• _Task brief_: Write out the entries below once more, exactly, with the pictures left out.

• _Dataset records_:
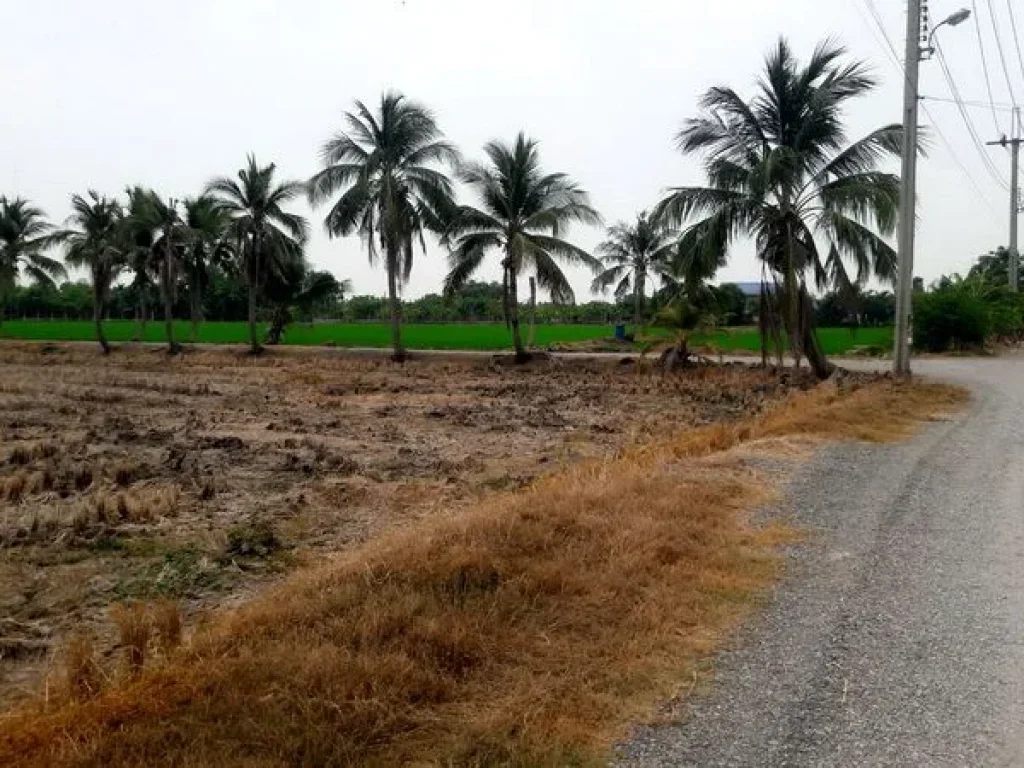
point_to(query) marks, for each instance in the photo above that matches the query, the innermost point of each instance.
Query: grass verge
(528, 630)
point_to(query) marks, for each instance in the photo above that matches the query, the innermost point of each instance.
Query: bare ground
(202, 477)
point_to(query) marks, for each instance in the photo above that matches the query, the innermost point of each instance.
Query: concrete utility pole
(1015, 206)
(907, 192)
(919, 45)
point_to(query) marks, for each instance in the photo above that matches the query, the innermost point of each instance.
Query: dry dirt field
(201, 478)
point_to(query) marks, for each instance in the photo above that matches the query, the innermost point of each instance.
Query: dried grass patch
(529, 630)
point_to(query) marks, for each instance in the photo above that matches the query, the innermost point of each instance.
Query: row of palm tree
(779, 171)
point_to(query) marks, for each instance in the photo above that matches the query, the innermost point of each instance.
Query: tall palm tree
(262, 230)
(139, 254)
(95, 239)
(632, 254)
(523, 213)
(206, 225)
(24, 238)
(779, 170)
(387, 168)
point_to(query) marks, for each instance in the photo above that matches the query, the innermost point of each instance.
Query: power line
(967, 102)
(979, 144)
(1003, 55)
(1017, 40)
(984, 64)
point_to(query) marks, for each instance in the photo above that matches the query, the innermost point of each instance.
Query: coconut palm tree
(206, 244)
(24, 238)
(96, 239)
(388, 169)
(780, 171)
(262, 230)
(632, 254)
(524, 211)
(296, 288)
(139, 256)
(155, 223)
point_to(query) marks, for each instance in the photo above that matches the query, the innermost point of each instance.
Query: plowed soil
(201, 478)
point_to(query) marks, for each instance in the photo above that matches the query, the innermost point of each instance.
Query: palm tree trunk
(812, 348)
(142, 310)
(521, 355)
(397, 351)
(793, 299)
(532, 312)
(280, 318)
(197, 304)
(97, 314)
(172, 347)
(638, 291)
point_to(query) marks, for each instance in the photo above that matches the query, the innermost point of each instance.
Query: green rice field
(467, 336)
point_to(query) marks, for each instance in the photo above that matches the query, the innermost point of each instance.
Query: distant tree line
(225, 298)
(778, 170)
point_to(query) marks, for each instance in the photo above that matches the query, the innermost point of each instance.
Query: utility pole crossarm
(1013, 270)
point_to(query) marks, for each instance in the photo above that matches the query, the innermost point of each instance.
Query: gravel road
(898, 638)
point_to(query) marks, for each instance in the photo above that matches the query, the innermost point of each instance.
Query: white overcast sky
(108, 93)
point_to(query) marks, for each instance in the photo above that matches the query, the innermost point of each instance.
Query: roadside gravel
(898, 636)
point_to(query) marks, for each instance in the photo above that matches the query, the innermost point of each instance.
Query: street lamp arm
(952, 19)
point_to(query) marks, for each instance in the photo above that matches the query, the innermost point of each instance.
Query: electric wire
(979, 144)
(894, 56)
(1003, 55)
(984, 65)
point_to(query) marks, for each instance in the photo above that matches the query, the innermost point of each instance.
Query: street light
(908, 174)
(953, 19)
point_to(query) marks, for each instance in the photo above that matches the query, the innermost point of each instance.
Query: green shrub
(1007, 314)
(949, 318)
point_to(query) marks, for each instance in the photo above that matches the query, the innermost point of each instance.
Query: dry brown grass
(528, 630)
(135, 630)
(78, 673)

• _Problem solution_:
point_to(query) marks, for each instance in the photo above that matches the query, the innermost point of each instance.
Query: grass verge
(528, 630)
point_to(query) marks, for each instance in the photo above that matches the query, the innermost point of each instance.
Query: bare ground
(202, 477)
point_to(query) marks, for each instance in the photo above that matches the query, the innermost point of each instance.
Query: concrete utility pole
(1015, 206)
(907, 192)
(919, 45)
point_to(query) marks, for each instance in the photo above that matches the query, the innermost point of each instance.
Query: dry dirt field
(201, 478)
point_to(query) marks, for each instance in the photo above that matches the query, the innermost point of each instance.
Query: dried grass patch
(529, 630)
point_to(query) marks, for each instance in the photo above that matches the query, the innermost point of each instance.
Query: row of palm tree
(779, 171)
point_to(query) marks, for each instance in the photo above that matches the query, the innermost point of each instance.
Query: tall palm tree
(262, 230)
(139, 254)
(95, 239)
(632, 254)
(523, 213)
(206, 225)
(24, 238)
(779, 170)
(387, 168)
point_to(query) marks, for each instance in the photo above that matches the query, the innermost point of each instance.
Query: power line
(967, 102)
(979, 144)
(1003, 55)
(1017, 40)
(984, 64)
point_to(query) marks, for each instance in the photo above that matches the query, the innermost point of each instance.
Query: coconut palm tree
(206, 244)
(24, 238)
(96, 239)
(388, 169)
(780, 171)
(262, 230)
(632, 254)
(524, 211)
(296, 288)
(139, 256)
(155, 223)
point_to(query) marks, for each instance in the photo above that matches the query, the innermost point of each instance.
Query: plowed soil
(201, 478)
point_to(query) marks, for each instance in the photo above that matches the query, the innermost point of each instance.
Query: palm tree trunk
(812, 348)
(142, 310)
(521, 355)
(397, 351)
(793, 299)
(532, 312)
(280, 318)
(197, 304)
(97, 314)
(172, 347)
(638, 291)
point_to(query) marks, for each instance in the photo above that matches the query, the innermost point of each instance.
Query: green rice field
(467, 336)
point_to(query) marks, for each instance in the photo above that matches the query, the innermost point of each instance.
Query: distant tree line
(225, 298)
(778, 170)
point_to(query) marks, for each instance in the photo above that matches the query, the innermost point of each instance.
Query: utility pole crossarm
(1013, 270)
point_to(query) marks, for each instance in the photo above that matches the query, the innermost point of each instance.
Query: gravel road
(898, 638)
point_to(query) marks, for each instance in the photo above that matches the query, the innermost point of each instance.
Query: white overcast sky
(108, 93)
point_to(query) marks, for each instance in the photo above that matches the query, the innermost point of each instance.
Query: roadside gravel
(898, 636)
point_to(query) marks, for each instance in the photo above that matches the query, the innermost point of each instance.
Query: street lamp arm
(952, 19)
point_to(query) marks, for each instance in the photo above that matches the query, the innermost point of each instance.
Query: electric wire
(979, 144)
(894, 56)
(1003, 55)
(984, 65)
point_to(query) marks, for each instance in the photo above that matches the query, the innermost point of each instance.
Query: street light
(908, 174)
(953, 19)
point_to(query) marks, for each instance in the photo above that matches the query, the innermost point of each instance.
Query: green shrub
(1007, 314)
(949, 318)
point_to(query) marks, for each instance in the photo above that matches the query, the innermost point of each instance.
Query: dry brown grass
(528, 630)
(135, 630)
(78, 673)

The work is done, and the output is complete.